▶ **The task**:
The line containing "the <item>green grape</item>?" marks the start of the required copy, which runs to the final line of the entries; return those lines exactly, without any pictures.

▶ **Data excerpts**:
═══

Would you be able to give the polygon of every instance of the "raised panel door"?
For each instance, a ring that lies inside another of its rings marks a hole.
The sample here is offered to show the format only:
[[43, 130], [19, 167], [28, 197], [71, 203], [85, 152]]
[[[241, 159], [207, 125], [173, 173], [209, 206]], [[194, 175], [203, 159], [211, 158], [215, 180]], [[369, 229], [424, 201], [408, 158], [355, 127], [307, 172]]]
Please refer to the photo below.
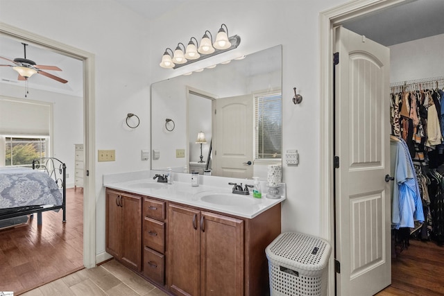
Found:
[[121, 194], [121, 260], [128, 266], [142, 271], [142, 198]]
[[119, 204], [120, 194], [106, 190], [105, 198], [105, 250], [114, 257], [121, 256], [121, 210]]
[[199, 211], [170, 204], [168, 219], [168, 283], [179, 295], [200, 295]]
[[200, 294], [243, 295], [244, 221], [206, 211], [201, 215]]

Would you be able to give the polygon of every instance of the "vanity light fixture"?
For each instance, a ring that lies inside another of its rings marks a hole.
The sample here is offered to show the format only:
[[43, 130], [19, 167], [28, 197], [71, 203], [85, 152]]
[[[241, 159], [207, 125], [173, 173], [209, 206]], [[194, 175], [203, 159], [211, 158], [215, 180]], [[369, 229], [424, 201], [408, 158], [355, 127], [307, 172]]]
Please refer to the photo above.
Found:
[[211, 32], [207, 30], [202, 37], [200, 44], [198, 44], [197, 40], [194, 37], [190, 38], [186, 47], [183, 43], [179, 42], [174, 53], [169, 48], [165, 50], [160, 65], [162, 68], [177, 69], [237, 48], [241, 43], [241, 37], [237, 35], [229, 37], [228, 33], [228, 28], [225, 24], [222, 24], [214, 43]]
[[[211, 37], [211, 40], [208, 37], [207, 35], [207, 32], [210, 34]], [[215, 51], [213, 45], [212, 44], [212, 41], [213, 40], [213, 36], [211, 35], [211, 33], [207, 30], [205, 33], [202, 36], [202, 40], [200, 40], [200, 45], [199, 48], [197, 49], [197, 51], [202, 53], [203, 55], [207, 55], [209, 53], [213, 53]]]
[[189, 40], [189, 42], [188, 42], [188, 45], [187, 45], [187, 49], [185, 50], [185, 58], [188, 60], [197, 60], [200, 58], [200, 55], [197, 52], [197, 47], [196, 47], [196, 44], [194, 42], [193, 42], [193, 39], [196, 40], [196, 44], [197, 44], [197, 39], [191, 37]]
[[184, 55], [182, 49], [180, 49], [180, 46], [179, 46], [180, 44], [182, 44], [184, 50], [185, 49], [185, 46], [183, 45], [183, 43], [179, 42], [178, 44], [178, 46], [176, 48], [174, 55], [173, 55], [173, 62], [174, 64], [185, 64], [187, 62], [185, 55]]
[[[227, 29], [227, 31], [223, 29], [223, 26]], [[228, 28], [225, 24], [221, 25], [221, 28], [217, 35], [216, 35], [216, 41], [213, 43], [213, 46], [217, 49], [227, 49], [231, 46], [231, 44], [228, 40]]]
[[196, 140], [196, 143], [200, 144], [200, 160], [198, 162], [205, 162], [203, 160], [202, 160], [203, 159], [203, 155], [202, 155], [202, 144], [206, 144], [207, 139], [205, 139], [205, 134], [204, 134], [203, 131], [197, 133], [197, 140]]
[[162, 62], [159, 64], [162, 68], [173, 68], [175, 66], [173, 62], [173, 60], [171, 59], [171, 55], [168, 53], [169, 49], [171, 52], [171, 55], [173, 55], [171, 49], [169, 47], [165, 49], [165, 52], [162, 57]]

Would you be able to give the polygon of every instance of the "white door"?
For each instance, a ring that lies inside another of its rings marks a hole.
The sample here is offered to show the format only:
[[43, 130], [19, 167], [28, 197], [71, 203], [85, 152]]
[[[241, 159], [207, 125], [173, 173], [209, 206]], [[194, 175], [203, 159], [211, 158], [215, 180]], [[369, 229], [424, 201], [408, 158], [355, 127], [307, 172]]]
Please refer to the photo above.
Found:
[[391, 282], [389, 49], [336, 29], [336, 290], [373, 295]]
[[252, 95], [213, 101], [214, 175], [236, 178], [253, 177], [253, 101]]

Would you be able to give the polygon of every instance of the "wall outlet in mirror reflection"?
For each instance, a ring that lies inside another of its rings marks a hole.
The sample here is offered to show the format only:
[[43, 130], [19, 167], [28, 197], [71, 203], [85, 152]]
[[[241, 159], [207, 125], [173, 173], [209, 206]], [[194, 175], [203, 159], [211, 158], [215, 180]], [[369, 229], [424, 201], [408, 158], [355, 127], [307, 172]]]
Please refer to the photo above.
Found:
[[157, 160], [160, 158], [160, 151], [153, 149], [153, 159]]
[[176, 158], [182, 158], [185, 157], [185, 149], [176, 149]]

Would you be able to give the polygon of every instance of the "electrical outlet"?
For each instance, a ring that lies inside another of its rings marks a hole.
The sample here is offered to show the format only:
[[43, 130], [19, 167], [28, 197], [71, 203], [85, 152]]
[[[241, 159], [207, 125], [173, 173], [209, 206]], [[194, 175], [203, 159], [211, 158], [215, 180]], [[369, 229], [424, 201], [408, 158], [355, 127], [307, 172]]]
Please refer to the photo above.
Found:
[[114, 162], [116, 160], [116, 150], [99, 150], [97, 156], [99, 162]]
[[297, 150], [287, 150], [285, 153], [285, 162], [287, 166], [297, 166], [299, 164], [299, 153]]
[[176, 158], [182, 158], [185, 157], [185, 149], [176, 149]]

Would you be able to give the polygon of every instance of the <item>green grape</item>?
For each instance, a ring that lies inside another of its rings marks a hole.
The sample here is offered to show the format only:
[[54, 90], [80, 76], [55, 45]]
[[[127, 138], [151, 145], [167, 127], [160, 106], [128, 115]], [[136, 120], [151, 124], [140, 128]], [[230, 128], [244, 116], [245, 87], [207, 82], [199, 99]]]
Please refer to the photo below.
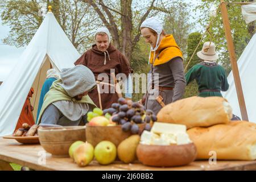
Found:
[[103, 111], [97, 107], [93, 109], [93, 113], [98, 114], [98, 115], [102, 115], [103, 114]]
[[97, 113], [93, 113], [93, 117], [92, 117], [92, 118], [95, 118], [95, 117], [98, 117], [98, 116], [100, 116], [100, 115], [98, 115], [98, 114], [97, 114]]
[[105, 117], [106, 118], [107, 118], [108, 119], [109, 119], [109, 118], [110, 118], [112, 117], [111, 114], [109, 113], [106, 113], [106, 114], [105, 114]]
[[92, 118], [93, 117], [93, 113], [92, 111], [88, 112], [88, 113], [87, 113], [87, 117]]

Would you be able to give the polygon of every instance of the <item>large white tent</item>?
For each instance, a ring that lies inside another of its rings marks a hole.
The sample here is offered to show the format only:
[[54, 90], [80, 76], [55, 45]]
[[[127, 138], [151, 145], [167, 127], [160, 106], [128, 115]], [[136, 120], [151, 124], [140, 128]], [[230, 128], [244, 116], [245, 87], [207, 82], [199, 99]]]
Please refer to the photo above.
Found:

═══

▶ **Response to the exercise**:
Would you be able to give the polygon of every instance of the <item>green grape</item>?
For each instance, a ring that lies inside another of its rings marks a hole.
The sample here is offered to show the format only:
[[54, 90], [80, 76], [55, 45]]
[[[127, 138], [151, 145], [167, 127], [160, 106], [128, 115]], [[136, 120], [151, 124], [140, 128]], [[230, 128], [244, 116], [245, 87], [207, 82], [199, 99]]]
Please refer to the photo below.
Found:
[[103, 111], [97, 107], [93, 109], [93, 113], [98, 114], [98, 115], [102, 115], [103, 114]]
[[97, 113], [93, 113], [93, 117], [92, 117], [92, 118], [95, 118], [95, 117], [98, 117], [98, 116], [100, 116], [100, 115], [98, 115], [98, 114], [97, 114]]
[[105, 117], [106, 118], [107, 118], [108, 119], [109, 119], [109, 118], [110, 118], [112, 117], [111, 114], [109, 113], [106, 113], [106, 114], [105, 114]]
[[92, 118], [93, 117], [93, 113], [92, 111], [88, 112], [88, 113], [87, 113], [87, 117]]

Would you be able to give the polygon of every instance of the <item>large white tent</item>?
For each instance, a ring that lies inside another of its rings marks a hole.
The sample here is offered to show the format only:
[[54, 90], [80, 76], [55, 45]]
[[[127, 138], [151, 145], [167, 127], [160, 106], [128, 115]], [[136, 120], [151, 124], [140, 128]], [[230, 128], [244, 116], [245, 87], [207, 82], [199, 99]]]
Please refer to the photo above.
Found:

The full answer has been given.